TASK TO CARRY OUT –
Rescale the stretch of entries from the line containing "Could you please indicate the bushy" through the end of the entries, repeating each request unchanged and multiplying every x and y coordinate in the answers by 0.85, rounded to whole numbers with halves rounded up. Return only that stretch.

[Dataset excerpts on object pointing]
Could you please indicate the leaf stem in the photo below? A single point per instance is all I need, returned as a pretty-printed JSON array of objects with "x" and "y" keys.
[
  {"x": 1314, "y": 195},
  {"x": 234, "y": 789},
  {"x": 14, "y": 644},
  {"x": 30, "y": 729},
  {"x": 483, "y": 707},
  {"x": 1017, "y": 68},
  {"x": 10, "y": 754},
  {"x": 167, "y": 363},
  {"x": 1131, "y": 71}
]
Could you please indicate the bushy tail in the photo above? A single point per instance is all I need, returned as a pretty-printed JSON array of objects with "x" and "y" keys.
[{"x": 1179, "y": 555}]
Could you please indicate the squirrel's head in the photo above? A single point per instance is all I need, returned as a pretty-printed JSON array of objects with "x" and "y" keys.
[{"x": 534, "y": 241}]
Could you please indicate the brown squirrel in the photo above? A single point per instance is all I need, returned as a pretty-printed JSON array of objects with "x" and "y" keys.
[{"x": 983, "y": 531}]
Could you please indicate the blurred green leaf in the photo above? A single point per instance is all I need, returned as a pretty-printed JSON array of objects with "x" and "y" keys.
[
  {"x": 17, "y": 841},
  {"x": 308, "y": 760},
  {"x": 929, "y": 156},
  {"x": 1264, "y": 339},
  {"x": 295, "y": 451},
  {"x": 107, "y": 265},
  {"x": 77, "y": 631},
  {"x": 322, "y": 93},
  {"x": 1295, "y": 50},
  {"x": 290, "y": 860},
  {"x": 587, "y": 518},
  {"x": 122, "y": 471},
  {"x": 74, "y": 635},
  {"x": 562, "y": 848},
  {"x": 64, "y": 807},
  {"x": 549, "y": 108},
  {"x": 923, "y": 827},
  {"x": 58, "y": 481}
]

OUTPUT OF THE TASK –
Could you please indicate the bushy tail in the photo above? A single point per instance is all I need, returned as a pretty-printed JSON array of objects with "x" and "y" keys.
[{"x": 1002, "y": 472}]
Could you please indicate the squirrel's head in the photo above? A single point per instance is all I need, returned as a pretty-printed JSON array of objects with "x" and "y" keys.
[{"x": 454, "y": 205}]
Could you please indicate the brown squirrel in the photo above? A single point per instance is all I need, returned as a pretty-printed JSON array of objects with "x" and "y" keys.
[{"x": 836, "y": 451}]
Could you please indicate the blurred green leaf in the photo above? A single point per instance is all I need, returned as a pretty-printed JSON array of objects with "x" and "y" keys.
[
  {"x": 14, "y": 715},
  {"x": 262, "y": 646},
  {"x": 790, "y": 133},
  {"x": 1074, "y": 288},
  {"x": 251, "y": 383},
  {"x": 91, "y": 225},
  {"x": 65, "y": 536},
  {"x": 274, "y": 79},
  {"x": 1101, "y": 43},
  {"x": 247, "y": 731},
  {"x": 499, "y": 440},
  {"x": 104, "y": 400},
  {"x": 63, "y": 540},
  {"x": 478, "y": 721},
  {"x": 54, "y": 686},
  {"x": 467, "y": 92},
  {"x": 785, "y": 703},
  {"x": 49, "y": 409}
]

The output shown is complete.